• Entries provided:

════

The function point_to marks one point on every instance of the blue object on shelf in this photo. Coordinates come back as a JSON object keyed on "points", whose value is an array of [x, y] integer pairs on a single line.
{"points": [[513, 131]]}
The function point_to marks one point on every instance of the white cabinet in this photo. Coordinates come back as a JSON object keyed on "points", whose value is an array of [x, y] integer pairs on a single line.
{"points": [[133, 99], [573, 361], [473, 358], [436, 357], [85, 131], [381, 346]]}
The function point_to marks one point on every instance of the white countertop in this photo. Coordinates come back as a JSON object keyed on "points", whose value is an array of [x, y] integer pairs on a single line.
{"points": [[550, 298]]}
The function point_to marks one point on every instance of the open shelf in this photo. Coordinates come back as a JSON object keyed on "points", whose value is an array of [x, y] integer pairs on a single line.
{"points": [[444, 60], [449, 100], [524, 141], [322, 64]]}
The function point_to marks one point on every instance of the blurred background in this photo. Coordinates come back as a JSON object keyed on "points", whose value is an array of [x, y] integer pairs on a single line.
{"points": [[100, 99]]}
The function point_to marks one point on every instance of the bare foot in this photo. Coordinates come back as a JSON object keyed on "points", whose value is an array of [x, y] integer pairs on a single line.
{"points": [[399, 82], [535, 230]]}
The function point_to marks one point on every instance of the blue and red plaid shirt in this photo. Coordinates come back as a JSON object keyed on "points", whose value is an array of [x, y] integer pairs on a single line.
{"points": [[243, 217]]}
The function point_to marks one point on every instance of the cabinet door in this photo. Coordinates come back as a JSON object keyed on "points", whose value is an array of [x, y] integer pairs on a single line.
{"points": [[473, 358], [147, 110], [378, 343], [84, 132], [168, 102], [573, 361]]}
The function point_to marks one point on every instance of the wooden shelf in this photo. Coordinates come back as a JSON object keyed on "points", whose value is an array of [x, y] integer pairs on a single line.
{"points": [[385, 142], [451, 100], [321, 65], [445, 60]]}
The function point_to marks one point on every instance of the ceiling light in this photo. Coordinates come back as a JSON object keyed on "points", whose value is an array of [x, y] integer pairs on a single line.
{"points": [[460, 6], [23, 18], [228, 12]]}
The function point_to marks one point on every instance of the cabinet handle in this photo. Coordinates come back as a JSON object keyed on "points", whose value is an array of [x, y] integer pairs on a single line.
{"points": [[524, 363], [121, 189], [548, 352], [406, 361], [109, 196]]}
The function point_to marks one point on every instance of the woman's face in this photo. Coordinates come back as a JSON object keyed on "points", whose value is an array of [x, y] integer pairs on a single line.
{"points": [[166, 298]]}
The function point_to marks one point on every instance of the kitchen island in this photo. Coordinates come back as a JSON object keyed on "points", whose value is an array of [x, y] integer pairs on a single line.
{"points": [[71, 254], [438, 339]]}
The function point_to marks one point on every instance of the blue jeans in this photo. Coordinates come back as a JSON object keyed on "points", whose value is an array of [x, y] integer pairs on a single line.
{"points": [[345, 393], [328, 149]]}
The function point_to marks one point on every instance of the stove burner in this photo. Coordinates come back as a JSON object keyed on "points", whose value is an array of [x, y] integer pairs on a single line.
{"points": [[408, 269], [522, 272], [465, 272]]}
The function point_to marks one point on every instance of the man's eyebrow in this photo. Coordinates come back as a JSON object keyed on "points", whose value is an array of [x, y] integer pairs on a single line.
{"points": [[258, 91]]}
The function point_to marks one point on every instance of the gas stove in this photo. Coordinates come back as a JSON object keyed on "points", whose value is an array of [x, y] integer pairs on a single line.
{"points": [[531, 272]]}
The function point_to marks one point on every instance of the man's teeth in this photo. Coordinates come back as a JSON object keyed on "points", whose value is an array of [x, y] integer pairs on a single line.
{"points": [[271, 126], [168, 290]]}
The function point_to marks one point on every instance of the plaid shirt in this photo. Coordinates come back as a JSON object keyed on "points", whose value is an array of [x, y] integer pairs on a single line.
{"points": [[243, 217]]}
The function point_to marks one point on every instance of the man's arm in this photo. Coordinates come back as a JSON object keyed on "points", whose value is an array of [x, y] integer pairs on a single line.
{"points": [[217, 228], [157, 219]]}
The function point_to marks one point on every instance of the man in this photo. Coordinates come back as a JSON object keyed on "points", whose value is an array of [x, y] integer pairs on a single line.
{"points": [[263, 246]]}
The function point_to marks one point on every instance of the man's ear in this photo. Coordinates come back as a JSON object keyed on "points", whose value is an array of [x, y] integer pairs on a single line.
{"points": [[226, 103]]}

════

• Action item: Copy the listing word for word.

• Reply to the task:
The function point_to marks one point on every instance of the blue object on shelf in this photo. Coordinates come back as a JSON object keyed on "points", whose value is an array of [x, y] integer pairs on a single line.
{"points": [[513, 131]]}
The function point_to marks one point on every instance of the white cabinet in this photo. Coordinates come back as a JSON object keyed on "points", whose value is an array of [x, y] integer pairs on a single line.
{"points": [[133, 99], [573, 361], [473, 358], [436, 357], [85, 131], [381, 346]]}
The function point_to marks one point on every instance of the white countertop in this photo. Coordinates come back as a JSON object keyed on "points", whose value is an array of [x, y] integer pairs on a single line.
{"points": [[550, 298]]}
The function point_to marks one point on every instance of the open shelf in this photo. Coordinates come back as a JSON object keyed on "points", whose value is an array of [x, y] integer pairs on a single line.
{"points": [[444, 60], [449, 100], [524, 141], [322, 64]]}
The function point_to marks one point on every instance of the blurred background in this photo. Coordinates come back as a JSON object keyed on "points", whose value is an array of [x, y] integer pairs on a single line.
{"points": [[100, 99]]}
The function point_to marks one point on every instance of the bare foot in this photo. Coordinates come back as a JSON object keyed on "points", whose value is an array of [x, y] integer pairs on a single line.
{"points": [[399, 82], [535, 230]]}
The function point_to marks one point on every instance of the blue and red plaid shirt in this photo. Coordinates come back as a JSON object keyed on "points", whose value is an array of [x, y] integer pairs on a single line.
{"points": [[243, 217]]}
The function point_to marks one point on every instance of the cabinet door in this photo. Coordinates come back as a JSON object keyed on "points", whose value is an array of [x, y] integer pairs on a single line.
{"points": [[473, 358], [147, 110], [378, 343], [84, 132], [168, 102], [573, 361]]}
The function point_to marks one point on every instance of the wooden shelf in this photo. Coordinates come back as a JSON object keyed on "points", whose value is an array of [x, y] integer pairs on a single line.
{"points": [[385, 142], [451, 100], [321, 65], [445, 60]]}
The function point_to marks one point on every instance of the ceiling light in this photo. Coordinates come back as a JSON object keyed on "points", whose value is an array of [x, y] integer pairs on a single line.
{"points": [[460, 6], [23, 18], [228, 12]]}
The function point_to marks one point on every instance of the cabinet handle in this photo. Coordinates come back as a JSON object keyed on "points", whose value is an array of [x, y] integer pairs on a single line.
{"points": [[524, 363], [121, 189], [548, 352], [406, 361], [109, 196]]}
The function point_to marks one point on every instance of the woman's face in this photo. Coordinates come back as a JSON object keyed on "points", whose value is an array of [x, y] integer pairs on a single line.
{"points": [[166, 298]]}
The function point_to marks one point on every instance of the kitchen island in this photo. Coordinates come back as a JSON object keyed on "points", whose value is an array of [x, y] integer pairs on a single line.
{"points": [[71, 254], [438, 339]]}
The function point_to marks one point on every instance of the blue jeans in this photo. Coordinates come back as a JSON object keyed on "points", whose value is an array of [x, y] integer pairs on a single line.
{"points": [[345, 393], [328, 149]]}
The function point_to marks one point on every instance of the stove burner in this photo. Coordinates come back as a JSON object keyed on "points", whose value is an array of [x, y] integer pairs on a single line.
{"points": [[408, 269], [522, 272], [465, 272]]}
The function point_to marks one point on every instance of the man's eyebrow in this photo. Coordinates come back as a JSON object keyed on "points", whose value is an array of [x, y] integer pairs on a single line.
{"points": [[258, 91]]}
The function point_to marks one point on every instance of the gas stove in this photo. Coordinates come back as a JSON object keyed on "points", whose value is an array of [x, y] integer pairs on a single line.
{"points": [[531, 272]]}
The function point_to marks one point on every instance of the man's teeth in this photo. Coordinates come back as a JSON object keyed on "points", whose value is an array of [x, y] integer pairs on a single line.
{"points": [[271, 126], [168, 290]]}
The function point_to marks one point on every instance of the plaid shirt in this photo. Coordinates come back as a JSON object keyed on "points", whose value is an array of [x, y] integer pairs on a single line.
{"points": [[243, 217]]}
The function point_to marks one point on every instance of the man's arm in this photo. Coordinates come back as a JSON object keyed on "points", whose value is an array of [x, y] integer pairs on a single line.
{"points": [[217, 228], [157, 219]]}
The function point_to marks one point on every instance of the man in this photo. Coordinates come back as a JSON object keyed on "points", whose value is an array of [x, y] integer pairs on a single line.
{"points": [[263, 246]]}
The function point_to marks one point on every instance of the man's ear in this photo. Coordinates come back as a JSON object keyed on "points", whose value is an array of [x, y] integer pairs on a single line.
{"points": [[226, 103]]}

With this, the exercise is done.